** begin Supplied material **
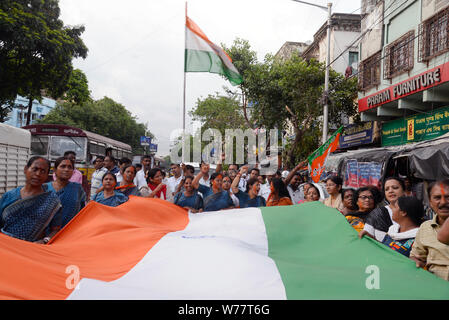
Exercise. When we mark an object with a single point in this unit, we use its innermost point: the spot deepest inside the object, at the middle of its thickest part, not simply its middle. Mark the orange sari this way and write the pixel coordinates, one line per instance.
(277, 203)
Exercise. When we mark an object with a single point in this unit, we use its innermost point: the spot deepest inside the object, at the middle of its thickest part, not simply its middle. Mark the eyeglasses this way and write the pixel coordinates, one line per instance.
(366, 197)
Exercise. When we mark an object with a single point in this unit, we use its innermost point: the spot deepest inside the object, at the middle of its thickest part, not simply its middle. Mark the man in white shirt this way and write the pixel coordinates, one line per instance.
(123, 162)
(265, 188)
(140, 181)
(97, 176)
(176, 179)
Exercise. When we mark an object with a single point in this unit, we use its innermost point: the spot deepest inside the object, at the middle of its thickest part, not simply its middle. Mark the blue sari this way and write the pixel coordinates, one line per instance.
(117, 199)
(195, 201)
(73, 199)
(246, 202)
(218, 201)
(27, 218)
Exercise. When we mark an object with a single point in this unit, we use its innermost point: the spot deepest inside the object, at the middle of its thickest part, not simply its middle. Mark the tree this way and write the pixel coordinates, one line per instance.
(244, 59)
(289, 94)
(36, 50)
(102, 117)
(77, 90)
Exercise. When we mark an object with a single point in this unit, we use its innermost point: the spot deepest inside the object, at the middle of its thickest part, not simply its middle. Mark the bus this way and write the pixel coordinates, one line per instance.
(14, 154)
(53, 140)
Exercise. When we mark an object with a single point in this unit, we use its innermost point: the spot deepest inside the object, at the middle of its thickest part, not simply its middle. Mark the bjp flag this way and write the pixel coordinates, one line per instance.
(318, 159)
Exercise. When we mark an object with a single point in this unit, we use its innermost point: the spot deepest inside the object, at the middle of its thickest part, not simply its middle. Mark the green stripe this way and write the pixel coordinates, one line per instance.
(320, 256)
(205, 61)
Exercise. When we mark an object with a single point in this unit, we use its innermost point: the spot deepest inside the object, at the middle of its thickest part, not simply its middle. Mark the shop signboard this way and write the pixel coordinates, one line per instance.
(361, 174)
(357, 135)
(420, 127)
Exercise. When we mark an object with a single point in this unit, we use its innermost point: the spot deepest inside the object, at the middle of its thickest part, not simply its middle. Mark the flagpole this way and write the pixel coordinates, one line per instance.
(184, 97)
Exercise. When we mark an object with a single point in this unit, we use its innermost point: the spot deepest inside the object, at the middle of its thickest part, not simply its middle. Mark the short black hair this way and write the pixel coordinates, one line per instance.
(35, 158)
(110, 158)
(355, 199)
(335, 179)
(190, 168)
(124, 160)
(258, 171)
(66, 154)
(109, 173)
(413, 207)
(280, 187)
(60, 159)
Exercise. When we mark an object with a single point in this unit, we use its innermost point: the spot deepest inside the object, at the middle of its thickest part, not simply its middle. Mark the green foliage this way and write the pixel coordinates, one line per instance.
(103, 117)
(36, 50)
(218, 112)
(77, 88)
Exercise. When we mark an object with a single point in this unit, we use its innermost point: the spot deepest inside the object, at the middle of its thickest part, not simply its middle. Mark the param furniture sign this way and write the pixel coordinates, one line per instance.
(421, 82)
(420, 127)
(357, 135)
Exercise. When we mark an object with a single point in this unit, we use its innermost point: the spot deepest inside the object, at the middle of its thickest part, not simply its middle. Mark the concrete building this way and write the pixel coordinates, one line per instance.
(404, 68)
(291, 48)
(344, 51)
(18, 115)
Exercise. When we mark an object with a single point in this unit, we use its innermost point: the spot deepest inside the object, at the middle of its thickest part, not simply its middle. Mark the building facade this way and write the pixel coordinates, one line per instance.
(344, 51)
(404, 68)
(18, 115)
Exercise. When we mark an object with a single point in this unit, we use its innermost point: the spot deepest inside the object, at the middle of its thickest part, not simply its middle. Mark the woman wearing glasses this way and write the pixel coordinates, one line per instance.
(381, 219)
(364, 202)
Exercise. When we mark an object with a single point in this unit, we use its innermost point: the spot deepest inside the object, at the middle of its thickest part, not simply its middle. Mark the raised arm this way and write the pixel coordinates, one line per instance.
(293, 172)
(443, 234)
(203, 171)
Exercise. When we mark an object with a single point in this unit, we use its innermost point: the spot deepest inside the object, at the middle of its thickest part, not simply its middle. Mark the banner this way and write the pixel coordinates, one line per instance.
(318, 159)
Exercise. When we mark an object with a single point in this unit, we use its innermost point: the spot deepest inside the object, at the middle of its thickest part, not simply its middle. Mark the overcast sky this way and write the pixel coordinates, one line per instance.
(136, 47)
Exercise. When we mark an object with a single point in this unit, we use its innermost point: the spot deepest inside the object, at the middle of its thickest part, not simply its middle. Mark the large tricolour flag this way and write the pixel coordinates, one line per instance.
(151, 249)
(201, 55)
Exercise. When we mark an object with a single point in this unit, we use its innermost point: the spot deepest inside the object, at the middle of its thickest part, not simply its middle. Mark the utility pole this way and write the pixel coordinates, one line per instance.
(328, 58)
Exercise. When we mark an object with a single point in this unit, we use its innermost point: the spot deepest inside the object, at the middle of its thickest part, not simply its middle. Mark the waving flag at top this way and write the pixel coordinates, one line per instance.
(201, 55)
(317, 160)
(152, 249)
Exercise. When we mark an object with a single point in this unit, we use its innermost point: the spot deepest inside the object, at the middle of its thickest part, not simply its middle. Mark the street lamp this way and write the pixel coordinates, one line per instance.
(328, 59)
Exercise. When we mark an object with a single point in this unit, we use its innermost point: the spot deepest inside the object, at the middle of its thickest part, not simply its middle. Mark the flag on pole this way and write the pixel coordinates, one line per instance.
(152, 249)
(201, 55)
(317, 160)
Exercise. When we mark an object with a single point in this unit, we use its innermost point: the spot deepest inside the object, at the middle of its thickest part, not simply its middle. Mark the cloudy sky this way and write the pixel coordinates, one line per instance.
(136, 47)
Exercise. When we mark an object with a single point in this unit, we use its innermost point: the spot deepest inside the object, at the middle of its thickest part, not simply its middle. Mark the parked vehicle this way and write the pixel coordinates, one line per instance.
(14, 153)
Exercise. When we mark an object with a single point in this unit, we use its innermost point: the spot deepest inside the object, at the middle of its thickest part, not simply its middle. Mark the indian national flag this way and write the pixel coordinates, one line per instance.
(202, 55)
(151, 249)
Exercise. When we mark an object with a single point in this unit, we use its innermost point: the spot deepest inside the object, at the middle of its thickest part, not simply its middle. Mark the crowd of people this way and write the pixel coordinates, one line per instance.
(39, 209)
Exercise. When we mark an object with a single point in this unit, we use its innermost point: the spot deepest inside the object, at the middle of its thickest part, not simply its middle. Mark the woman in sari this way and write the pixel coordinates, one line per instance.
(189, 199)
(109, 196)
(251, 197)
(71, 194)
(26, 212)
(214, 197)
(381, 219)
(157, 188)
(127, 186)
(279, 195)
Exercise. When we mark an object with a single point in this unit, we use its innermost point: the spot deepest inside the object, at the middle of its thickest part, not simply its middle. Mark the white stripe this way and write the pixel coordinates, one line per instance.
(219, 256)
(194, 42)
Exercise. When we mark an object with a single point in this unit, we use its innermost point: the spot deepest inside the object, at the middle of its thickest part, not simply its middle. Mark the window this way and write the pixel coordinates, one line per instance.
(434, 36)
(370, 72)
(39, 146)
(399, 55)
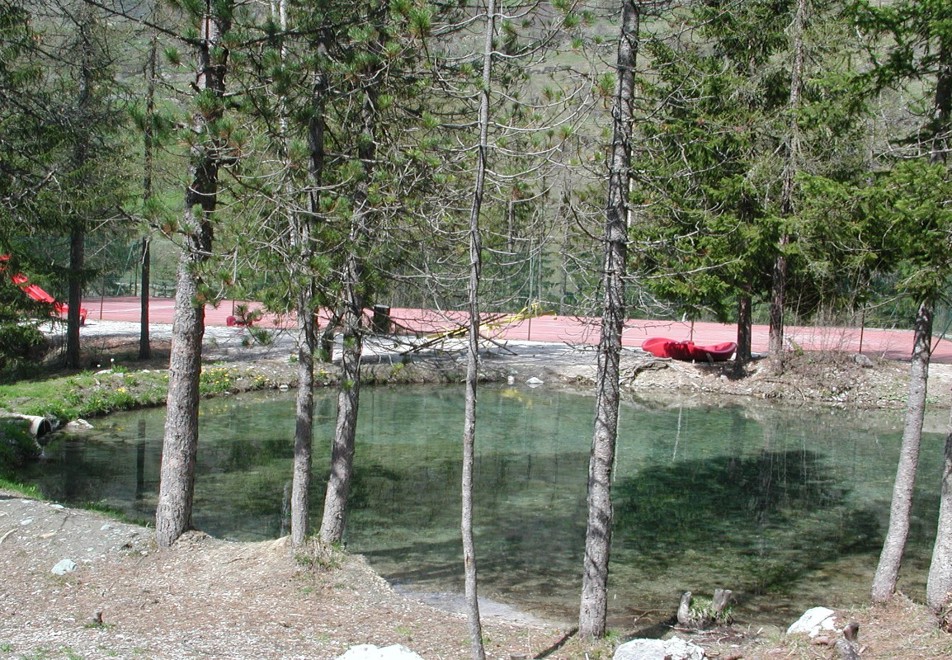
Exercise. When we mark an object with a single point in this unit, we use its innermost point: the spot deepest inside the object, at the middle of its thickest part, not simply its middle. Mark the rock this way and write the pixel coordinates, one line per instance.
(371, 652)
(63, 567)
(814, 621)
(658, 649)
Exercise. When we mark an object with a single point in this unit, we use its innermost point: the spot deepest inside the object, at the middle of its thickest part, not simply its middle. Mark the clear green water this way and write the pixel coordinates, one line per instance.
(785, 507)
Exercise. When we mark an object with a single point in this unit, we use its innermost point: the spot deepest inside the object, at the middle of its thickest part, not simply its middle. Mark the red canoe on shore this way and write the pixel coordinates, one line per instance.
(688, 351)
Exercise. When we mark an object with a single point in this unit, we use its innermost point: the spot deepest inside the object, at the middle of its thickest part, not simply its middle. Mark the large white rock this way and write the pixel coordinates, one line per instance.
(371, 652)
(659, 649)
(814, 621)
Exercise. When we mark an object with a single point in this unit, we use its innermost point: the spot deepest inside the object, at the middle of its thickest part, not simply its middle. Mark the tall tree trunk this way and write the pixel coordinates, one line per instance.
(180, 445)
(887, 572)
(939, 584)
(145, 346)
(598, 534)
(348, 397)
(307, 332)
(148, 144)
(779, 287)
(77, 233)
(348, 400)
(77, 261)
(304, 418)
(744, 329)
(470, 573)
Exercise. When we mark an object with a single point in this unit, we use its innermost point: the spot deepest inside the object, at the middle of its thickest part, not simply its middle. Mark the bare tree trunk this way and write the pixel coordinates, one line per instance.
(77, 233)
(887, 573)
(348, 397)
(77, 260)
(145, 269)
(594, 605)
(744, 329)
(173, 514)
(148, 143)
(779, 287)
(477, 649)
(939, 584)
(307, 331)
(348, 400)
(180, 446)
(304, 418)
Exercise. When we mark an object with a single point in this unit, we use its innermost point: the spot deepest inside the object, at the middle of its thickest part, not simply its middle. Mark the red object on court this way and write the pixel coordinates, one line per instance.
(39, 294)
(688, 351)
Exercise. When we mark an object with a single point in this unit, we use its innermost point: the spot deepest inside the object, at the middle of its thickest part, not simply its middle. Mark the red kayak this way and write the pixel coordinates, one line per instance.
(688, 351)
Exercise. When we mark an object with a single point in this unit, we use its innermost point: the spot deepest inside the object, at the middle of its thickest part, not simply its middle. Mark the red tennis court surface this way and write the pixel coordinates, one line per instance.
(893, 344)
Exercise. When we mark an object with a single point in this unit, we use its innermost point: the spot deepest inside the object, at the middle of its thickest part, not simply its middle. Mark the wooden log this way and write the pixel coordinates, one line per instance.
(684, 610)
(722, 598)
(848, 645)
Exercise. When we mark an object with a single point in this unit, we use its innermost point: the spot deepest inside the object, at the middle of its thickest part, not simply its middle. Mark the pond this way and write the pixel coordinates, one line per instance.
(787, 507)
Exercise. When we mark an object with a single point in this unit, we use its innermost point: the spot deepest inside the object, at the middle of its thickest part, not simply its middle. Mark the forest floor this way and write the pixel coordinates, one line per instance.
(207, 597)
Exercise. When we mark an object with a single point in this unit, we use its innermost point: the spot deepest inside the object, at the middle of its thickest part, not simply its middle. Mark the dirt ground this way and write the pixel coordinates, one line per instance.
(211, 598)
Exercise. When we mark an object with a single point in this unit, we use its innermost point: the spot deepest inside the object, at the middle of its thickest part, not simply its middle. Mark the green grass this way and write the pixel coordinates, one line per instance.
(86, 394)
(21, 489)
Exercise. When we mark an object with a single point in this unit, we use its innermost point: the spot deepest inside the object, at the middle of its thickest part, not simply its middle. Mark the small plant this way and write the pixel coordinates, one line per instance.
(318, 555)
(261, 336)
(217, 380)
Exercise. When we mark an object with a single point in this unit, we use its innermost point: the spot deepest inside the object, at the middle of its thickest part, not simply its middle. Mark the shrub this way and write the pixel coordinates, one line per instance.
(20, 343)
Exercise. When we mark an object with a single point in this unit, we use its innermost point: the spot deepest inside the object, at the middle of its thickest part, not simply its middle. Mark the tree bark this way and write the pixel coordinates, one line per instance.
(148, 144)
(304, 419)
(744, 329)
(307, 327)
(471, 579)
(939, 584)
(173, 514)
(348, 396)
(180, 445)
(594, 605)
(77, 261)
(348, 400)
(779, 286)
(80, 159)
(890, 559)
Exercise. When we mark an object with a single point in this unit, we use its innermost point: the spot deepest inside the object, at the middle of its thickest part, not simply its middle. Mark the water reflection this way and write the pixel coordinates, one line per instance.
(786, 508)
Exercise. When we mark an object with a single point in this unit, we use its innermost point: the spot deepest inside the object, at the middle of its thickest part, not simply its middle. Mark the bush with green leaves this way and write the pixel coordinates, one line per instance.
(20, 343)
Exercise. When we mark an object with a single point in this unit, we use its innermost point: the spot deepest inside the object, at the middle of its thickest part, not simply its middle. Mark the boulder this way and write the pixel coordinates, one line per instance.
(674, 648)
(813, 622)
(371, 652)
** end Supplied material **
What is asked
Can you repeat, word for word, everything from the line containing "Mark the boulder" down to the end of the records?

The result
Exercise. When we mark an object with a single point in this unit, we use its innermost point: the spot deepest inside the object, at the middle of its thickest part, not simply its middle. Mark the boulder this way and write the pixel coordinates, one line per instance.
(674, 648)
(813, 622)
(371, 652)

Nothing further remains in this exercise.